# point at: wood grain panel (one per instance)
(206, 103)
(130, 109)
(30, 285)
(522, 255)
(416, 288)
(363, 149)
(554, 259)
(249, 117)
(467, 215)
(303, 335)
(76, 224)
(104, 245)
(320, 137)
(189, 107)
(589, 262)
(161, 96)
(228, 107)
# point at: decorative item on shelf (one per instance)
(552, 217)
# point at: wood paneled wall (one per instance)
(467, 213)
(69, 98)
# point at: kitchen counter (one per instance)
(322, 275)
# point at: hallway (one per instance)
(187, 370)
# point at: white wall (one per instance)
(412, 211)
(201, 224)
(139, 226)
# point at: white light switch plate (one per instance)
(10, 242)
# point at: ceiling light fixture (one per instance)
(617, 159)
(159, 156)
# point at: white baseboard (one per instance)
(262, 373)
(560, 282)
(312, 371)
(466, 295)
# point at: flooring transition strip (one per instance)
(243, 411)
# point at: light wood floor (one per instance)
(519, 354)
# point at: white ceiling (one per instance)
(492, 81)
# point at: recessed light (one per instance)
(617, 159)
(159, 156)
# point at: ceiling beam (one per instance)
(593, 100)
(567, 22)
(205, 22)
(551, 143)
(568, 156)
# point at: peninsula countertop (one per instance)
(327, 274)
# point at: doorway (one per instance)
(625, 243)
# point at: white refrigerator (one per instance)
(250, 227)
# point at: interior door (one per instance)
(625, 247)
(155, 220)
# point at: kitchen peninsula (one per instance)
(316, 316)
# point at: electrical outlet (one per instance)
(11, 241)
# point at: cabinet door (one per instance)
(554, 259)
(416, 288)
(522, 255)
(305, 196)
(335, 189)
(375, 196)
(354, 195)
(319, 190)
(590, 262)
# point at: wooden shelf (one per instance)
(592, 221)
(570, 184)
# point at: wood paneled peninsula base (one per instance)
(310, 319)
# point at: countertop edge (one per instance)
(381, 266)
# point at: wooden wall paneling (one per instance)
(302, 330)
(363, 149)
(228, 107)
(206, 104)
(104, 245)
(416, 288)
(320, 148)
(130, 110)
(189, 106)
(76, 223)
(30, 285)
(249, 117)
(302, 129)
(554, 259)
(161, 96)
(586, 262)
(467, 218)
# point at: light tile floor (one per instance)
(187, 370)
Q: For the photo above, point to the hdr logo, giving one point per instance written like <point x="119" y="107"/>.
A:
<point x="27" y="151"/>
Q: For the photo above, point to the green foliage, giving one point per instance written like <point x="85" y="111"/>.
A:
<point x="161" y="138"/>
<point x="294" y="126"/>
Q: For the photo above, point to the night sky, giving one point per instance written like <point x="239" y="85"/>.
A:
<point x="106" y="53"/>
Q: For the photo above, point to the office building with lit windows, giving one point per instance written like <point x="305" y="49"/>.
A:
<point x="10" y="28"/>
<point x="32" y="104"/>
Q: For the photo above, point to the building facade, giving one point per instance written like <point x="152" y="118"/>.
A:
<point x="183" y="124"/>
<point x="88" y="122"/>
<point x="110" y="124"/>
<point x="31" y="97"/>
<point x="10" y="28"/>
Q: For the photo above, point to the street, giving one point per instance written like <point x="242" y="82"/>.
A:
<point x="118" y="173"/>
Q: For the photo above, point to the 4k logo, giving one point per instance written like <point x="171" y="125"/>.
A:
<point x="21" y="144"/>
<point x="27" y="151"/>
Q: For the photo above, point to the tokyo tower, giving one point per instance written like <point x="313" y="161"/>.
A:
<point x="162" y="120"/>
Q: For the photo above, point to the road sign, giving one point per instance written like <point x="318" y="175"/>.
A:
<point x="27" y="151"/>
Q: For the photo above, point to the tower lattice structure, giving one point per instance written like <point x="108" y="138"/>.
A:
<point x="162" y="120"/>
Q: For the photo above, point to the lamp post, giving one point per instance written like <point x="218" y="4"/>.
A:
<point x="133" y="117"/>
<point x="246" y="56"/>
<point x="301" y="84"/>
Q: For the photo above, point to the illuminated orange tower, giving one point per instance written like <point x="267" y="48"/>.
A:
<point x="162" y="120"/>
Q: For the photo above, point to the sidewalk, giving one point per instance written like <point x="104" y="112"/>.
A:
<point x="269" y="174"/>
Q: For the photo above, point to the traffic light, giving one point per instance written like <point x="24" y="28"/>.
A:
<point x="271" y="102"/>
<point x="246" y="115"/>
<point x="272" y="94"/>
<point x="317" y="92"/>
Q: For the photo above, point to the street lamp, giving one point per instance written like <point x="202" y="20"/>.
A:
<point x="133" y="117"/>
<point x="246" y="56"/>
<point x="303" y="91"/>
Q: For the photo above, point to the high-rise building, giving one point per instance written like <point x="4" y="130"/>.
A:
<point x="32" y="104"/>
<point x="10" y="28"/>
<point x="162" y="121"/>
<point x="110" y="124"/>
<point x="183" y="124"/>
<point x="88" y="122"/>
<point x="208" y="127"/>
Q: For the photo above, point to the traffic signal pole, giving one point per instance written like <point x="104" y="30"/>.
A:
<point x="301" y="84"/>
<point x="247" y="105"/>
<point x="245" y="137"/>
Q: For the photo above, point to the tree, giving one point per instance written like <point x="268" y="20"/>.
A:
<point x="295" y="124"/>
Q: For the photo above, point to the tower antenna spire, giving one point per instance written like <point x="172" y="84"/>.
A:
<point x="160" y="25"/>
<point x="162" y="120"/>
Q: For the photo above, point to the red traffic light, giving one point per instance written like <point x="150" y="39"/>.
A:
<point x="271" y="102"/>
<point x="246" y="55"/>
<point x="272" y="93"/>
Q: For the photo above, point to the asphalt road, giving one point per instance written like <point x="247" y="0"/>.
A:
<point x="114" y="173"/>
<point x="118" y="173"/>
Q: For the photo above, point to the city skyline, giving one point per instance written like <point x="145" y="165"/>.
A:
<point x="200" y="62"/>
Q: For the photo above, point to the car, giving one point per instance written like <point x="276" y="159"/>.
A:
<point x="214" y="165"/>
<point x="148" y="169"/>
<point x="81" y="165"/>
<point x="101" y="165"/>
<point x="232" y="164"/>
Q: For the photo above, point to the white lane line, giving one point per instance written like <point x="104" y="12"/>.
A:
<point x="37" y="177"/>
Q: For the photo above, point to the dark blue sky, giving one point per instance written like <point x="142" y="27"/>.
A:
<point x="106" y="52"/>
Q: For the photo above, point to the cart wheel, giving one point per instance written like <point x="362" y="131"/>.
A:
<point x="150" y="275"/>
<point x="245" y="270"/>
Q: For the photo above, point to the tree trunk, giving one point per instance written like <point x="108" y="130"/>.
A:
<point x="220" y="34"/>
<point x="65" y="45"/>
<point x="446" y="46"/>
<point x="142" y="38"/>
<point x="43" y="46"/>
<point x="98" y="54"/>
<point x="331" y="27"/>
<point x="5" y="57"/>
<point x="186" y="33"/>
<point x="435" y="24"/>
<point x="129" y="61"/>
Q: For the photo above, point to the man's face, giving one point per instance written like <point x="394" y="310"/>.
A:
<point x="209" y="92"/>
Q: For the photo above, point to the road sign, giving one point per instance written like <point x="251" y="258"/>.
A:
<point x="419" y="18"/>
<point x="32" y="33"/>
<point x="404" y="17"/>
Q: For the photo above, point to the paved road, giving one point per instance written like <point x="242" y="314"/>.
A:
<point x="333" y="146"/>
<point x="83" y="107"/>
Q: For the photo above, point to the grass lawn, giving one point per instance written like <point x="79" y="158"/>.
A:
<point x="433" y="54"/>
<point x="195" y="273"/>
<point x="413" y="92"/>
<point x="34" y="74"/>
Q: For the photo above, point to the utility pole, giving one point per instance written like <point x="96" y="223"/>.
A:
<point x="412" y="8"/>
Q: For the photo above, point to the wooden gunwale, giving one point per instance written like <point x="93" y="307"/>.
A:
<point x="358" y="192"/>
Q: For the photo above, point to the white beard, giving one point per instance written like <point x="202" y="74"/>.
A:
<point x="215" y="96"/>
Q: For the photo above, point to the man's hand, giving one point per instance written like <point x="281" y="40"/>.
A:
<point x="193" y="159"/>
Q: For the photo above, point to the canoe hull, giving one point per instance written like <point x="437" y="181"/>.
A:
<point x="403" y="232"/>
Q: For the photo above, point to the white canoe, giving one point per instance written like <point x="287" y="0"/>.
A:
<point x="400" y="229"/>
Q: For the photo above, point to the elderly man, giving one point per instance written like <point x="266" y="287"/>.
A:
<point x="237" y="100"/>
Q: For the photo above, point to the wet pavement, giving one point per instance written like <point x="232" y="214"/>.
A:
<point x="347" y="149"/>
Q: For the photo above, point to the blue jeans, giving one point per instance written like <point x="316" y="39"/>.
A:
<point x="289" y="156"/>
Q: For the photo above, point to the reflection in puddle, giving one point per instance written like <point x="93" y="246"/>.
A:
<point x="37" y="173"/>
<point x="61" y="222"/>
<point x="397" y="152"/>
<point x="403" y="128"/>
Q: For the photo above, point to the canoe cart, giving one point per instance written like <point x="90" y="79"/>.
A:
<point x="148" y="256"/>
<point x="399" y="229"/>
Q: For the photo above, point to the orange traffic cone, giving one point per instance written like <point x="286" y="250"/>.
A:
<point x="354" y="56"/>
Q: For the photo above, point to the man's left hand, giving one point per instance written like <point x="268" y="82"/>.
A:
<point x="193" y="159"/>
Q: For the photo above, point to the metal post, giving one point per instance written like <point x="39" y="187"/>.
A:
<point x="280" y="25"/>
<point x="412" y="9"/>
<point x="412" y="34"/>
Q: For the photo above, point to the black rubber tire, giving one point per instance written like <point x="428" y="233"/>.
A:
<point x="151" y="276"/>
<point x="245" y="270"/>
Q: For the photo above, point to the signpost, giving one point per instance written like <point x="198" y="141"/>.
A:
════════
§ **WORK TO BE COMPLETED**
Every line of the listing that includes the word "road" forms the answer.

§ **EXERCISE RESPONSE**
Q: For the photo above, point to the road sign, giving one point per instance written like <point x="318" y="175"/>.
Q: For the photo above, point to the asphalt road, giving one point per instance written like <point x="247" y="0"/>.
Q: For the photo above, point to the road sign, giving one point per instance written like <point x="251" y="258"/>.
Q: For the photo above, point to the paved road, giving one point per instance written like <point x="242" y="314"/>.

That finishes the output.